## begin RECORDS FOR THIS EXERCISE

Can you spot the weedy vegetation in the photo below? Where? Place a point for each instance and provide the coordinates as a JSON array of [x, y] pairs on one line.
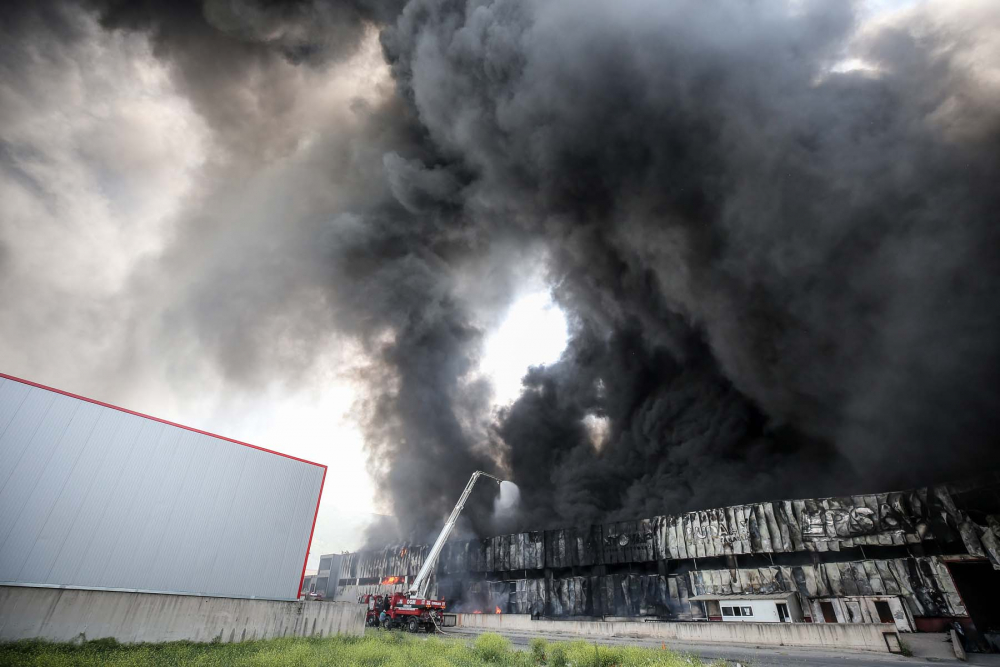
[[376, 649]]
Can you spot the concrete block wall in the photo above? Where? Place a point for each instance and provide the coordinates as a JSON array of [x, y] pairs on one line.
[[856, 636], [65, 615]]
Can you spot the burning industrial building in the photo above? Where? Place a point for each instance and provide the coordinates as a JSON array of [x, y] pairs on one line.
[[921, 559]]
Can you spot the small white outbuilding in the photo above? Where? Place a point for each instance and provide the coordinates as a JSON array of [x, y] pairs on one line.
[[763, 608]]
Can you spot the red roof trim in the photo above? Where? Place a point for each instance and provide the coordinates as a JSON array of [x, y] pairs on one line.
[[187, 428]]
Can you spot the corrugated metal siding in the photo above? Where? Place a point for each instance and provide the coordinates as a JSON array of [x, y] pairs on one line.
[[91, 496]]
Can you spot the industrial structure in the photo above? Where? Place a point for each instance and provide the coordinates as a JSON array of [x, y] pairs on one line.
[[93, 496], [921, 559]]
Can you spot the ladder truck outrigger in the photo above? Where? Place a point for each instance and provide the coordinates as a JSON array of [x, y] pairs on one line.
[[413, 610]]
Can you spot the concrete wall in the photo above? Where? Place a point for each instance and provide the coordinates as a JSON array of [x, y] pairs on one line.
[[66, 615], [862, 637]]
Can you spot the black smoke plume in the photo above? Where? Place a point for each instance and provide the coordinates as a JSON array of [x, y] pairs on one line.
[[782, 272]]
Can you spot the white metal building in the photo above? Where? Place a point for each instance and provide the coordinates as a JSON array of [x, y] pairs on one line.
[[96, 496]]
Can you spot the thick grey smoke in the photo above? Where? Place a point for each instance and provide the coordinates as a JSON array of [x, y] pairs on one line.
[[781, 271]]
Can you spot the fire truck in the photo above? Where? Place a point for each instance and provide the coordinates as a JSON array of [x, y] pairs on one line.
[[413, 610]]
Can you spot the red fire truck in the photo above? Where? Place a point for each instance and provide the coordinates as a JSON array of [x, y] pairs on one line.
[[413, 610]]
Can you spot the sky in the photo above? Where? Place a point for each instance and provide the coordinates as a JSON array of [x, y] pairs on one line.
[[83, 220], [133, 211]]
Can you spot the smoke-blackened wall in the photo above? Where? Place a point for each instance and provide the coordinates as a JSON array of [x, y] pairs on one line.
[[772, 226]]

## end RECORDS FOR THIS EXERCISE
## begin RECORDS FOR THIS EXERCISE

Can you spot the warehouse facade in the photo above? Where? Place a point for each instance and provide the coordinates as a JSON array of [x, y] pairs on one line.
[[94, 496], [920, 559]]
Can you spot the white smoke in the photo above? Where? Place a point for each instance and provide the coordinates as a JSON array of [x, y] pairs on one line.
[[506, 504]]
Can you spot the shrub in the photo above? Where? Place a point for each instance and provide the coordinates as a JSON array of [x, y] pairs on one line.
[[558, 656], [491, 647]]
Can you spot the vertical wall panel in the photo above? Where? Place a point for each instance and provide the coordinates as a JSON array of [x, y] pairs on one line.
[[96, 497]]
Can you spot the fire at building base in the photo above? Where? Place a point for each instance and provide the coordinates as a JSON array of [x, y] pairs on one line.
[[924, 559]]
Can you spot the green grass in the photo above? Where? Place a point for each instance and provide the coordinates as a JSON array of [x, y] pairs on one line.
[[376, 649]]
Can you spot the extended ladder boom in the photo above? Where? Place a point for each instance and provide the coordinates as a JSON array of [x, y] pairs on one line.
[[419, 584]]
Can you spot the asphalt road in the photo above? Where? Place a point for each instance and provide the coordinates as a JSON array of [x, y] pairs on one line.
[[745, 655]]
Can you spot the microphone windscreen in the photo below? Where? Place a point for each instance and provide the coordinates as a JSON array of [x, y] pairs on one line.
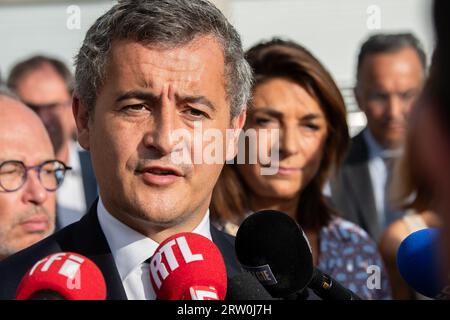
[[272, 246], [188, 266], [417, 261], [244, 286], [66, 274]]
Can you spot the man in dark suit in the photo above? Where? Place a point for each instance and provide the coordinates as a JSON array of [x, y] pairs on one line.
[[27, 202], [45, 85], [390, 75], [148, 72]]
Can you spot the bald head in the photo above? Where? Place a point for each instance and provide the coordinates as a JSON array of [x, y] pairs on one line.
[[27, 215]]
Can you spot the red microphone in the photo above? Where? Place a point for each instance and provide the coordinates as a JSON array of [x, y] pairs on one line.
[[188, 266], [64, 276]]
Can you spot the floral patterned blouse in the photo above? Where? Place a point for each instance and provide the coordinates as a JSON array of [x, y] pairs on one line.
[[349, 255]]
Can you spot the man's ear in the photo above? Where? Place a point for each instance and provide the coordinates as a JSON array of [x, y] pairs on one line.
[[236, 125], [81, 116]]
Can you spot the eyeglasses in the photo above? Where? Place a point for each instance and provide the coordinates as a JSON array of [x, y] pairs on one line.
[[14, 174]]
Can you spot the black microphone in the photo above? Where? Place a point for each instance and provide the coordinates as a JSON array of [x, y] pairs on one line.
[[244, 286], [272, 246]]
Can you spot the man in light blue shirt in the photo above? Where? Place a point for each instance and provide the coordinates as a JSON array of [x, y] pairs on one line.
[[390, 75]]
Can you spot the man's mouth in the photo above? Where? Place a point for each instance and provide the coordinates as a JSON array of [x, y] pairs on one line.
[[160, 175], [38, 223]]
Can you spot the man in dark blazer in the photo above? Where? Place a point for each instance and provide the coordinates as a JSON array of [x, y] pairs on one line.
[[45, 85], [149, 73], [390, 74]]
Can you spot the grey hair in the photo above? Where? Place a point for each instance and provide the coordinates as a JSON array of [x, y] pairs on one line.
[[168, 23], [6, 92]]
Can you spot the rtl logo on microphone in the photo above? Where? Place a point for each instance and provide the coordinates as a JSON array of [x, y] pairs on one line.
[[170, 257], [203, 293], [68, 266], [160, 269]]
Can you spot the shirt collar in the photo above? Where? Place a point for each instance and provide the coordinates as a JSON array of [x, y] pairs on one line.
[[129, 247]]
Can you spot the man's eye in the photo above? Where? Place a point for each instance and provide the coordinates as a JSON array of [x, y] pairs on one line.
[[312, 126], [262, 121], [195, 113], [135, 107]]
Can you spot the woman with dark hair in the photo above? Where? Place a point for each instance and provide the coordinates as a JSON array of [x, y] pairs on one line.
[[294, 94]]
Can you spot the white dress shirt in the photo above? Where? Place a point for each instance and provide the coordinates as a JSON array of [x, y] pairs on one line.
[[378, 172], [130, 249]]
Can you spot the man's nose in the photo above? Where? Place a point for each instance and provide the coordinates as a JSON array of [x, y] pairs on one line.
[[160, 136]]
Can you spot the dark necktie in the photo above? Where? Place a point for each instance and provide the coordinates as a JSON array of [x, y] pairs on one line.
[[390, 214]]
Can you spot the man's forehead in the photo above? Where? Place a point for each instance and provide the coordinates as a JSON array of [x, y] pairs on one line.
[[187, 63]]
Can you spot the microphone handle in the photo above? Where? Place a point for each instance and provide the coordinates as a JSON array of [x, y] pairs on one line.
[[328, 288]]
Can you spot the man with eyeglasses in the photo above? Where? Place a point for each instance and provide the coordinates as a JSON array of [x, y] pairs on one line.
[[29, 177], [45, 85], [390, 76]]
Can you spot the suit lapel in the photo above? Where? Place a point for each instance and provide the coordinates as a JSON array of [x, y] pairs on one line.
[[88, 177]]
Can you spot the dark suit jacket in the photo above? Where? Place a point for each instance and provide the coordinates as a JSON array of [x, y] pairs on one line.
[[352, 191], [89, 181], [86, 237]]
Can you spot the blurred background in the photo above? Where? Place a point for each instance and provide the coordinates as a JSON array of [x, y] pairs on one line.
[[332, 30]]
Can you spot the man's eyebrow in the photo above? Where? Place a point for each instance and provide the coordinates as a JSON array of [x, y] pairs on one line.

## end RECORDS FOR THIS EXERCISE
## begin RECORDS FOR THIS EXERCISE

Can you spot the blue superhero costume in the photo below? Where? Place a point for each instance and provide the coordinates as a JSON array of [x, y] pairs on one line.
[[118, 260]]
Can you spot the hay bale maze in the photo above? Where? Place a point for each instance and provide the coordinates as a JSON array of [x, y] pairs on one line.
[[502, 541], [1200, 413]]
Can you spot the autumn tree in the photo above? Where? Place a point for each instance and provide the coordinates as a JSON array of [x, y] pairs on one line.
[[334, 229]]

## end RECORDS FOR THIS EXERCISE

### THE REQUEST
Copy out the lines starting at the one containing "Can you spot the black smoke" and ending at the one containing "[[83, 220], [133, 211]]", both included, reproducing each line precisely.

### THE RESULT
Can you spot the black smoke plume in the photo above? Where? Place a point for each instance and provide the coordinates as a JSON array of [x, y] pairs on one line.
[[782, 272]]
Can you spot the white metal building in the photo above? Where? Place a point for each instance and provide the coordinates as a JSON array of [x, y] pairs on one line.
[[96, 496]]
Can you spot the thick grey smoke in the photo above? Where? Place a point for each instance and provide the coordinates as a JSON array of [x, y] pairs on one line.
[[781, 271]]
Can you spot the fire truck in the photo above? Where? Place a point for each instance and provide the coordinates as a JSON array of [x, y] pairs on one line.
[[413, 610]]
Can you spot the red fire truck in the photo above? Where? Place a point for each instance and provide the coordinates as a JSON array of [x, y] pairs on one line.
[[413, 610]]
Can you spot the sky in the photo above? Where? Place a point for each instance and provide the coordinates as a JSON array of [x, y] pairs on one line.
[[83, 220], [133, 211]]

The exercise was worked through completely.